■ Problem set:
A - Answer these questions using the text on the DisMax query parser:
(i) Which interface does the text say the DisMax query parser's interface is more like?
(ii) Which symbols can be used to denote mandatory and optional clauses?
(iii) In which file can the options be specified as default parameters for the handler?
B - Reproduce word for word the part of the DisMax query parser text from "The DisMax query parser supports" up to and including "Solr query URL.".
C - Write the next part of the text on the DisMax query parser, picking up after its final sentence.

■ Text passage:
The DisMax Query Parser

The DisMax query parser is designed to process simple phrases (without complex syntax) entered by users and to search for individual terms across several fields using different weighting (boosts) based on the significance of each field. Additional options enable users to influence the score based on rules specific to each use case (independent of user input).

In general, the DisMax query parser’s interface is more like that of Google than the interface of the 'standard' Solr request handler. This similarity makes DisMax the appropriate query parser for many consumer applications. It accepts a simple syntax, and it rarely produces error messages.

The DisMax query parser supports an extremely simplified subset of the Lucene QueryParser syntax. As in Lucene, quotes can be used to group phrases, and +/- can be used to denote mandatory and optional clauses. All other Lucene query parser special characters (except AND and OR) are escaped to simplify the user experience. The DisMax query parser takes responsibility for building a good query from the user’s input using Boolean clauses containing DisMax queries across fields and boosts specified by the user. It also lets the Solr administrator provide additional boosting queries, boosting functions, and filtering queries to artificially affect the outcome of all searches. These options can all be specified as default parameters for the handler in the solrconfig.xml file or overridden in the Solr query URL.

Named-object pointing records:

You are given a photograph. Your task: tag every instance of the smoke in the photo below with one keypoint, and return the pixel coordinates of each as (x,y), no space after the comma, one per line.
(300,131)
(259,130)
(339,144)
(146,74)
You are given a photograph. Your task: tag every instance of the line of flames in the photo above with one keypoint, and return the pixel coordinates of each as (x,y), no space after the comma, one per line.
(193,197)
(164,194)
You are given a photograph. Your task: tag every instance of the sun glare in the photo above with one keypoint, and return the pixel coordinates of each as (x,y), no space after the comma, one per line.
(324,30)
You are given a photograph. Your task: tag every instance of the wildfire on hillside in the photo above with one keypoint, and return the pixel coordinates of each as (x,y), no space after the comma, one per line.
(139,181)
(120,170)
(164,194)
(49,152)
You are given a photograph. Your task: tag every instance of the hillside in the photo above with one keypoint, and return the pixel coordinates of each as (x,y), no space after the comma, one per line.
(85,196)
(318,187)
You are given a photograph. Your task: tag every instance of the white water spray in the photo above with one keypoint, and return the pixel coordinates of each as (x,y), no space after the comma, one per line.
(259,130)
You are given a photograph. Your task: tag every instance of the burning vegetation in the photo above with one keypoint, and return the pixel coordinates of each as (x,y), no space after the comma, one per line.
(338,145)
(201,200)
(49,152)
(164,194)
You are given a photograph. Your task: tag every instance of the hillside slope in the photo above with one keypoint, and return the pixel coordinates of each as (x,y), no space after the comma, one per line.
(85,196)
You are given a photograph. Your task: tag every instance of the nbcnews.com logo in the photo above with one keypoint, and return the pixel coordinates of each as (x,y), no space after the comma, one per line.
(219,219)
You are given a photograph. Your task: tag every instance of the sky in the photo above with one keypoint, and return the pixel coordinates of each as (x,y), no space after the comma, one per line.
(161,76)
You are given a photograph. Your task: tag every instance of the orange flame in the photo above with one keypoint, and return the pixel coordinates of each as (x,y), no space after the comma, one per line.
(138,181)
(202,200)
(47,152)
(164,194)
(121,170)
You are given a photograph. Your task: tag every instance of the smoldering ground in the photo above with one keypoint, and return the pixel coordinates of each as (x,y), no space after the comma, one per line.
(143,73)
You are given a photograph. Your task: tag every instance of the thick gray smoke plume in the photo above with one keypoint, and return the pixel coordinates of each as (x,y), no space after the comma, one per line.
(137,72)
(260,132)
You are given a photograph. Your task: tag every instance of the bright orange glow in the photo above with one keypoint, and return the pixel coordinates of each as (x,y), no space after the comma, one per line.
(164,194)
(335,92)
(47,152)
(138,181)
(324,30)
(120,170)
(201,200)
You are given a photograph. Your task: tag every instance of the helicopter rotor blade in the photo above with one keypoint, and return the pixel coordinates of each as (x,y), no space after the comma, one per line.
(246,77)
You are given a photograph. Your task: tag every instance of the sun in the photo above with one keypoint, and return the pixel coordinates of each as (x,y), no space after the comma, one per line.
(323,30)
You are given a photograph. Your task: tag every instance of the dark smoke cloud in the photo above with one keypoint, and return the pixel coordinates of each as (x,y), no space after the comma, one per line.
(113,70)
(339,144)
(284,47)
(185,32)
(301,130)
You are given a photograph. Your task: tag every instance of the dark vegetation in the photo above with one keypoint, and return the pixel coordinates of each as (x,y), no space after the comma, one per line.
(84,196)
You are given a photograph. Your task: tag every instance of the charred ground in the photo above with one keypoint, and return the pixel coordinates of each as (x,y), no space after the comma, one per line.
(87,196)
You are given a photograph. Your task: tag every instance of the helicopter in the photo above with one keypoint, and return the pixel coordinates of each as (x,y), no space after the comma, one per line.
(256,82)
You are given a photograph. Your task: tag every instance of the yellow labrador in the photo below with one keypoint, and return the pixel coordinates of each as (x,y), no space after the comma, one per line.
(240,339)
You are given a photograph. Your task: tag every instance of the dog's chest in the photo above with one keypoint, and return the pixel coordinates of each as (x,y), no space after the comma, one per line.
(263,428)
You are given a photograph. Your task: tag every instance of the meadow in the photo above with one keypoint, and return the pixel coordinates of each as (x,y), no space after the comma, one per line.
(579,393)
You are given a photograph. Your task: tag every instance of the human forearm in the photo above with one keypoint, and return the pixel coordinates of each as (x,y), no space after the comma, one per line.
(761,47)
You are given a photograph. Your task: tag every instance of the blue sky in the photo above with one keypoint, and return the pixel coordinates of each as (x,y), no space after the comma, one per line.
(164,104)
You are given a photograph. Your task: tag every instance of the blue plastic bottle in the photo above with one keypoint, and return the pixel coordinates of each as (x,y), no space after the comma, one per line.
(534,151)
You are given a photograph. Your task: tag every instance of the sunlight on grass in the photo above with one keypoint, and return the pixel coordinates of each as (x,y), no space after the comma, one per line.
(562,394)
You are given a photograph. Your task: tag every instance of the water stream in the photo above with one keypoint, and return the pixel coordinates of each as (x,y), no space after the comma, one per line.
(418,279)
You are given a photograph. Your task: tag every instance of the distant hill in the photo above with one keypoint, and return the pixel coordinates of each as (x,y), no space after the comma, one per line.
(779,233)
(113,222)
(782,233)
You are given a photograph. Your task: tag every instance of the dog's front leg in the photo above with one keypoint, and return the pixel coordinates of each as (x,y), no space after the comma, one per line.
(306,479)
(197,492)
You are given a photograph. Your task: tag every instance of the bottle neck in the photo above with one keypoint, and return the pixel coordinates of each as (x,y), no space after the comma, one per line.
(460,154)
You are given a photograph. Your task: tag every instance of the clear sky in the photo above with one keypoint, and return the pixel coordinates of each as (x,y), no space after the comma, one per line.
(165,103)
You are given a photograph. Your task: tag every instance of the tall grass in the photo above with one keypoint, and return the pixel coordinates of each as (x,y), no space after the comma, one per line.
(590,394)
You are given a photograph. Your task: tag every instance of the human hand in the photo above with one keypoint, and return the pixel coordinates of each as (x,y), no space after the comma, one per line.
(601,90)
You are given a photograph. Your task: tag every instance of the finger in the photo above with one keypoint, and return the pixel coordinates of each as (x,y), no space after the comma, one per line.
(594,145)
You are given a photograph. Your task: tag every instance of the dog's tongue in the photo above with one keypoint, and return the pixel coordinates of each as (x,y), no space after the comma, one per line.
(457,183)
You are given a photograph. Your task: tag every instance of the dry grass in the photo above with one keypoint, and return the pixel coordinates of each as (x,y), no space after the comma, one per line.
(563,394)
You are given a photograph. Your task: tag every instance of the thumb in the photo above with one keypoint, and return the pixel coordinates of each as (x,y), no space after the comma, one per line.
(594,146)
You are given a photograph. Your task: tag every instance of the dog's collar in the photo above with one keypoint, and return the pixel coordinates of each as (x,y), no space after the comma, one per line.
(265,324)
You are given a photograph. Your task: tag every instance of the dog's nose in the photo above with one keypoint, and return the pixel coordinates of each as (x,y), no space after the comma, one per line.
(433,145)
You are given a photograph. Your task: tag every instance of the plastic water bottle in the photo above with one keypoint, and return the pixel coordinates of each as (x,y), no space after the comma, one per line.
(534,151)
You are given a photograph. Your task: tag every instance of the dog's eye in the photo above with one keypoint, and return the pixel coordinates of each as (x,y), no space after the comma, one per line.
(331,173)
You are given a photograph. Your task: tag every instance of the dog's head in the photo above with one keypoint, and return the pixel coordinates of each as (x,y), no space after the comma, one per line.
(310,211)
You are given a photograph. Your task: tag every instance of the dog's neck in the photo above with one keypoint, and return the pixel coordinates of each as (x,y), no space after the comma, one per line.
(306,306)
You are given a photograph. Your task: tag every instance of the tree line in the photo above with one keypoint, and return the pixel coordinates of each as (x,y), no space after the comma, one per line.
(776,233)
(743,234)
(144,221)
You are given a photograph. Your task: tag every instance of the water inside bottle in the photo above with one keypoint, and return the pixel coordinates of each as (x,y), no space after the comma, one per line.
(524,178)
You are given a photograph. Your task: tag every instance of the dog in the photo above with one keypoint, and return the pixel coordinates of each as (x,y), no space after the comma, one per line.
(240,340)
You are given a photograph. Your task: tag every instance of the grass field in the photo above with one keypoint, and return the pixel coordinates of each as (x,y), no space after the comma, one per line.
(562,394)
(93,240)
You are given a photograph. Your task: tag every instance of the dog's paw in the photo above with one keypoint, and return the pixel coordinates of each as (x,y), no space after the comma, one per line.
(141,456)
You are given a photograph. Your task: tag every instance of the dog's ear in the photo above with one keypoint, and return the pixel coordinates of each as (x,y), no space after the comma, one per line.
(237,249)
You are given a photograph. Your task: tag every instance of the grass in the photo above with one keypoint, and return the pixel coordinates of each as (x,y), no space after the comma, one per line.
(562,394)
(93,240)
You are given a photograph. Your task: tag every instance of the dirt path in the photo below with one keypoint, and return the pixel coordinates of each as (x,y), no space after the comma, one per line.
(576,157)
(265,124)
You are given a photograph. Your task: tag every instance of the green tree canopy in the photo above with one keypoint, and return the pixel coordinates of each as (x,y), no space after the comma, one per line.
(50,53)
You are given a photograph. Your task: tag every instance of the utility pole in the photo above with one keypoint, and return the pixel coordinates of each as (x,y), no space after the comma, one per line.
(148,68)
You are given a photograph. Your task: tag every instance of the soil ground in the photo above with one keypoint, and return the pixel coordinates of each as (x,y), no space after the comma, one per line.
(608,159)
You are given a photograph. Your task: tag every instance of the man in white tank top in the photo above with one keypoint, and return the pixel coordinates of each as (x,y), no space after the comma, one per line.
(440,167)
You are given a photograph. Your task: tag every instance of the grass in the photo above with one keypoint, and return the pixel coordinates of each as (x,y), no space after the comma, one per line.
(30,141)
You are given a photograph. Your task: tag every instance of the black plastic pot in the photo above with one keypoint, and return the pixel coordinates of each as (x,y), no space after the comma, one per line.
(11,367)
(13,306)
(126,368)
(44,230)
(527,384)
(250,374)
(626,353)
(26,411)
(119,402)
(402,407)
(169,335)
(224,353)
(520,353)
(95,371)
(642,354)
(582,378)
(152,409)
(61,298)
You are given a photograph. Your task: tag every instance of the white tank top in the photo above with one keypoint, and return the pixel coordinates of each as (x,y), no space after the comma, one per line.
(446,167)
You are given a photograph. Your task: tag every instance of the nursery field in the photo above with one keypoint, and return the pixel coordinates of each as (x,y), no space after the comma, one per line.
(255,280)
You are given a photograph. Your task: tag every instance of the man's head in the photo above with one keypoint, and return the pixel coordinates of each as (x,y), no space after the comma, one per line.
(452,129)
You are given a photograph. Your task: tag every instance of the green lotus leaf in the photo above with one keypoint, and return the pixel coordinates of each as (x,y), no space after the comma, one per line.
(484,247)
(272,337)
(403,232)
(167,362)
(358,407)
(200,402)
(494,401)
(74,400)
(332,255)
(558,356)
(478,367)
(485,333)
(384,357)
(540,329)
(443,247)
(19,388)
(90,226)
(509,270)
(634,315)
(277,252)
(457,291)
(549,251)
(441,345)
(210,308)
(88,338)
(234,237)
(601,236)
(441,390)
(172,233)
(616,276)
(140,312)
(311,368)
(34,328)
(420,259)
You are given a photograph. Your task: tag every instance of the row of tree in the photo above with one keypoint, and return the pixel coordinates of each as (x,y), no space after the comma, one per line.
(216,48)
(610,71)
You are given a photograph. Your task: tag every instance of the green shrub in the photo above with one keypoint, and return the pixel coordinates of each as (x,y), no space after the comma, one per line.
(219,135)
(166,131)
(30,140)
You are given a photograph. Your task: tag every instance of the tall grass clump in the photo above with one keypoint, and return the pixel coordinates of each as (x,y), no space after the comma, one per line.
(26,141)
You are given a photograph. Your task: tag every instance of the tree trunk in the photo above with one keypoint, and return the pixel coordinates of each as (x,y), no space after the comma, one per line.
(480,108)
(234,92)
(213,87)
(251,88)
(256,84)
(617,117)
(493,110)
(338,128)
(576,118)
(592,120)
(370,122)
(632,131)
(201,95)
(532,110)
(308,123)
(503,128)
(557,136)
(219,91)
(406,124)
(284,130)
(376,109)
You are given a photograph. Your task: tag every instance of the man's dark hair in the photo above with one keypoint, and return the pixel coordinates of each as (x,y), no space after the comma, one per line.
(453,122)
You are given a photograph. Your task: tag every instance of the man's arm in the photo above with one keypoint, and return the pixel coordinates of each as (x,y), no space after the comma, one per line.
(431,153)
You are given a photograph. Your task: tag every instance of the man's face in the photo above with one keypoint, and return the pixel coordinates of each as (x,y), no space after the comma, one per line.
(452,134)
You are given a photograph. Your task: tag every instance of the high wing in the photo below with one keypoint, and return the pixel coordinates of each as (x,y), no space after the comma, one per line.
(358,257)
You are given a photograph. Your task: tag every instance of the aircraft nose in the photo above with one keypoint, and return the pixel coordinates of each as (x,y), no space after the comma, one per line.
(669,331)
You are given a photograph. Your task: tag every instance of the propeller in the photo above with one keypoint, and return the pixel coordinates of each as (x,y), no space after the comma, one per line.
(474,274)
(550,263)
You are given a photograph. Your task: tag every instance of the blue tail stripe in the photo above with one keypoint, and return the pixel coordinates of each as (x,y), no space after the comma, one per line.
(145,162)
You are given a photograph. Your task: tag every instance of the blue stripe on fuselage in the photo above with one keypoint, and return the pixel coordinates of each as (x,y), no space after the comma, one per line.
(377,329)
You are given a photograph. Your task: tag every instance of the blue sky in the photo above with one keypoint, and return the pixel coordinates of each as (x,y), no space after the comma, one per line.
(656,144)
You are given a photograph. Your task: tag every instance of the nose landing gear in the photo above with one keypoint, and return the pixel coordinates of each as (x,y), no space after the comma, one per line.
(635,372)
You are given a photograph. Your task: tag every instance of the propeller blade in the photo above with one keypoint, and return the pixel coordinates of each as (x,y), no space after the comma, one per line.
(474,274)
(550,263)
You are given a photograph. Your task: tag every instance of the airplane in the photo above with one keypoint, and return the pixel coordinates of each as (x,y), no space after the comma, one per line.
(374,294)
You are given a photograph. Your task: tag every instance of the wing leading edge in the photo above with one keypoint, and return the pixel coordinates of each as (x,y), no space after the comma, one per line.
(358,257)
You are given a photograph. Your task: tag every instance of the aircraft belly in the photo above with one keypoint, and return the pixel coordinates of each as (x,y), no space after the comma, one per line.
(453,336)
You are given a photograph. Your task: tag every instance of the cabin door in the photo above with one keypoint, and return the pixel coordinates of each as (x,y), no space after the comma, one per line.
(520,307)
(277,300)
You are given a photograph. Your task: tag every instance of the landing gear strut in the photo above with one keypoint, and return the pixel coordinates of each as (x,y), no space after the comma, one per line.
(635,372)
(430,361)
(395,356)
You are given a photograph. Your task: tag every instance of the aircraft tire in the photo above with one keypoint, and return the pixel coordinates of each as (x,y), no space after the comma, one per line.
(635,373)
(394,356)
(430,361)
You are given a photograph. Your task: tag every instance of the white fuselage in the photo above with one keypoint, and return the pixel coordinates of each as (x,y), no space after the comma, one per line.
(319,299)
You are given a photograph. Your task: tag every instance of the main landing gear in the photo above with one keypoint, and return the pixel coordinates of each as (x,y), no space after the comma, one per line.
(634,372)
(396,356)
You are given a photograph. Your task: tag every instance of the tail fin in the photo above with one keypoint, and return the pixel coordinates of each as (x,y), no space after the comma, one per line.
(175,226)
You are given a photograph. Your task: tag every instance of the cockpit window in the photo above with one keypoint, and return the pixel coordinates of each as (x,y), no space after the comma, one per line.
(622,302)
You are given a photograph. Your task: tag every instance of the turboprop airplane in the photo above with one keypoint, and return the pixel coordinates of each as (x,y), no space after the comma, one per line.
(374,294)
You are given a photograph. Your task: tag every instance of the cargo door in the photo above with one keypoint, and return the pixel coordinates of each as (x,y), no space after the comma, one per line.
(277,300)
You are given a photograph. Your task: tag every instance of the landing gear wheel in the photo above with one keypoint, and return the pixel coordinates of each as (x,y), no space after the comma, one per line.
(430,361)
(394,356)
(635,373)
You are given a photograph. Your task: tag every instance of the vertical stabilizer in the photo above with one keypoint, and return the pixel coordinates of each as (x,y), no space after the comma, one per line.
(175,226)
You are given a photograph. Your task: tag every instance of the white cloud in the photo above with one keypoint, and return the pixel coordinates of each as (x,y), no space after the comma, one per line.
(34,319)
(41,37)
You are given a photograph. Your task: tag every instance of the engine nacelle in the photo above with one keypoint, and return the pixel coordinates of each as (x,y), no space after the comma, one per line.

■ Response list:
A -
(i) Google's interface.
(ii) +/-
(iii) The solrconfig.xml file.

B -
The DisMax query parser supports an extremely simplified subset of the Lucene QueryParser syntax. As in Lucene, quotes can be used to group phrases, and +/- can be used to denote mandatory and optional clauses. All other Lucene query parser special characters (except AND and OR) are escaped to simplify the user experience. The DisMax query parser takes responsibility for building a good query from the user’s input using Boolean clauses containing DisMax queries across fields and boosts specified by the user. It also lets the Solr administrator provide additional boosting queries, boosting functions, and filtering queries to artificially affect the outcome of all searches. These options can all be specified as default parameters for the handler in the solrconfig.xml file or overridden in the Solr query URL.

C -
Interested in the technical concept behind the DisMax name? DisMax stands for Maximum Disjunction. Here’s a definition of a Maximum Disjunction or "DisMax" query:

A query that generates the union of documents produced by its subqueries, and that scores each document with the maximum score for that document as produced by any subquery, plus a tie breaking increment for any additional matching subqueries.

Whether or not you remember this explanation, do remember that the DisMax Query Parser was primarily designed to be easy to use and to accept almost any input without returning an error.

DisMax Parameters

In addition to the common request parameter, highlighting parameters, and simple facet parameters, the DisMax query parser supports the parameters described below. Like the standard query parser, the DisMax query parser allows default parameter values to be specified in solrconfig.xml, or overridden by query-time values in the request.

Parameter Description

q

Defines the raw input strings for the query.

q.alt

Calls the standard query parser and defines query input strings, when the q parameter is not used.

qf

Query Fields: specifies the fields in the index on which to perform the query. If absent, defaults to df.

mm

Minimum "Should" Match: specifies a minimum number of clauses that must match in a query. If no 'mm' parameter is specified in the query, or as a default in solrconfig.xml, the effective value of the q.op parameter (either in the query, as a default in solrconfig.xml, or from the defaultOperator option in the Schema) is used to influence the behavior. If q.op is effectively AND’ed, then mm=100%; if q.op is OR’ed, then mm=1. Users who want to force the legacy behavior should set a default value for the 'mm' parameter in their solrconfig.xml file. Users should add this as a configured default for their request handlers. This parameter tolerates miscellaneous white spaces in expressions (e.g., " 3 < -25% 10 < -3\n", " \n-25%\n ", " \n3\n ").

pf

Phrase Fields: boosts the score of documents in cases where all of the terms in the q parameter appear in close proximity.

ps

Phrase Slop: specifies the number of positions two terms can be apart in order to match the specified phrase.

qs

Query Phrase Slop: specifies the number of positions two terms can be apart in order to match the specified phrase. Used specifically with the qf parameter.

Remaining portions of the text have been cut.